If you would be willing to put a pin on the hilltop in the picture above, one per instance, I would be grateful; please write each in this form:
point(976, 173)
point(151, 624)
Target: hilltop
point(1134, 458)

------------------------------------------------------------------------

* Given problem *
Convert the data above into a numbered list, omitting any blank lines.

* Full answer *
1. If you would be willing to put a pin on the hilltop in the picture above, one per instance, I would be grateful; please write each in this form:
2. point(976, 173)
3. point(151, 624)
4. Target: hilltop
5. point(1134, 458)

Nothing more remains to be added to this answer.